— Start of RECORDS FOR PROCESSING —
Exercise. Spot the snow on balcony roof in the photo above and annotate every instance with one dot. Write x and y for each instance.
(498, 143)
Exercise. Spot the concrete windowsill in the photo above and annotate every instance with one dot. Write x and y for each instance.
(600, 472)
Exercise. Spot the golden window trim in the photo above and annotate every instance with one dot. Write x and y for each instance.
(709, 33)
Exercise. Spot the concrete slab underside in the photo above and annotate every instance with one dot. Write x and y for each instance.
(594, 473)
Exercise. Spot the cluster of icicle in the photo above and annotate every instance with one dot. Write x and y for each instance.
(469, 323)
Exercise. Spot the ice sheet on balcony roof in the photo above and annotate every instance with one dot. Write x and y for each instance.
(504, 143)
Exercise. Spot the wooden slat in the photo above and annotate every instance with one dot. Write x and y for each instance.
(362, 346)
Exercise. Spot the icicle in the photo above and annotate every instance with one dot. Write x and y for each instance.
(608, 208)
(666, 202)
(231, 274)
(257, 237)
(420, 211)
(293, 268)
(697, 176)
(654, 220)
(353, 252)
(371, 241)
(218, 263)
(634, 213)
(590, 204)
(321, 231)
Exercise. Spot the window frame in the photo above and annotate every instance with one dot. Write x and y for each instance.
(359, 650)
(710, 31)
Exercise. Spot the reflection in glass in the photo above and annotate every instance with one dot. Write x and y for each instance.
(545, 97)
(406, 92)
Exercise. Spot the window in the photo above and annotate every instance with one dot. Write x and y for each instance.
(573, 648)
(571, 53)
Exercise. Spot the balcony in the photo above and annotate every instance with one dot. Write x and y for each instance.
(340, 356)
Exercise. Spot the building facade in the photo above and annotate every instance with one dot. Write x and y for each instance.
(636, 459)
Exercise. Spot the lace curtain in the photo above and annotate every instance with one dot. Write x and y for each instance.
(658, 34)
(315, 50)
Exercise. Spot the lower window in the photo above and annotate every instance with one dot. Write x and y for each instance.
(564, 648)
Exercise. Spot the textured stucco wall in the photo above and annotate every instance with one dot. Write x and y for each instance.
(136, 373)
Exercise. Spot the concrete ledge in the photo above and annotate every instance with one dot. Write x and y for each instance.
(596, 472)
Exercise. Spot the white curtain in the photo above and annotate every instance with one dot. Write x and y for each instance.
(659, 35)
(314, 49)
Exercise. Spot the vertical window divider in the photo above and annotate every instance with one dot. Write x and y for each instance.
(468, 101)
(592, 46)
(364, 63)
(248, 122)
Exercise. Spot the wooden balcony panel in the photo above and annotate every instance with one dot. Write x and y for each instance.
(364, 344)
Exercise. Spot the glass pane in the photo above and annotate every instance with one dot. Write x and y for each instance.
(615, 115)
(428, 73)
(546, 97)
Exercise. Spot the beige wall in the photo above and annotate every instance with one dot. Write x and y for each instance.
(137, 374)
— End of RECORDS FOR PROCESSING —
— Start of RECORDS FOR PROCESSING —
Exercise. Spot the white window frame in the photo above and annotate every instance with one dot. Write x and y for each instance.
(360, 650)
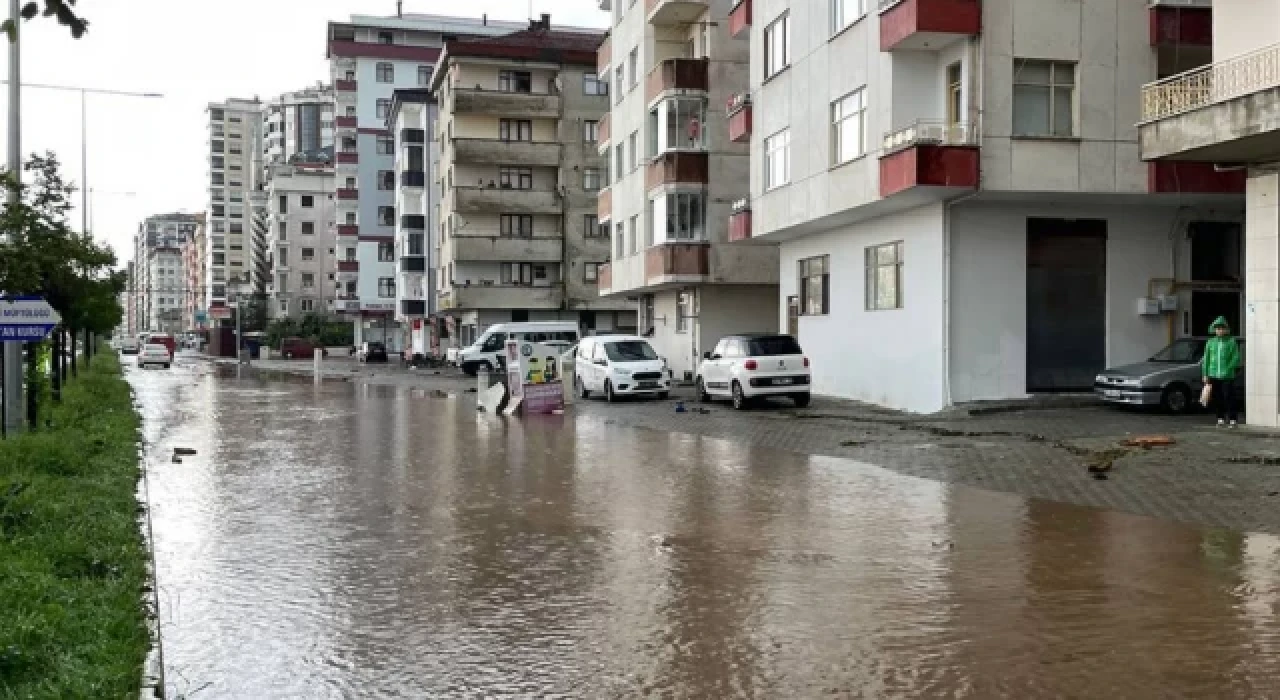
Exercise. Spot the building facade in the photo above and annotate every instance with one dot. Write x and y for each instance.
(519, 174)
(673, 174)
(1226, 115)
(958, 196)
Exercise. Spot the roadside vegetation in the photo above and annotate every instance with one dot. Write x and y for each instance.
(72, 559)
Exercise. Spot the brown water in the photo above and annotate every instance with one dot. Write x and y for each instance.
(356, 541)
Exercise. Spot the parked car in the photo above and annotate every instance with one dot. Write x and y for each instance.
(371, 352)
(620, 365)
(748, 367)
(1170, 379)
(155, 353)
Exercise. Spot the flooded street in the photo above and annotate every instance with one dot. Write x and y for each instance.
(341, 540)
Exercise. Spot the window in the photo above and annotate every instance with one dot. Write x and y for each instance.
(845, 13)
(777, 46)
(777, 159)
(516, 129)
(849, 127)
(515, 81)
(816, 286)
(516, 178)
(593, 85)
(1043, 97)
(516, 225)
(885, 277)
— End of RECORDS FOR PROCESSING —
■ SET PROBLEM
Pick out each row above that contains the word "glass" and copy those rows.

■ THE RESULT
Exercise. Spot the reflection in glass in the photo above and annotate every instance with one dot. Write x and y for each instance.
Exercise. Spot the glass pane in the photo above and annotate every instance with one dot. Write x and y for each instance.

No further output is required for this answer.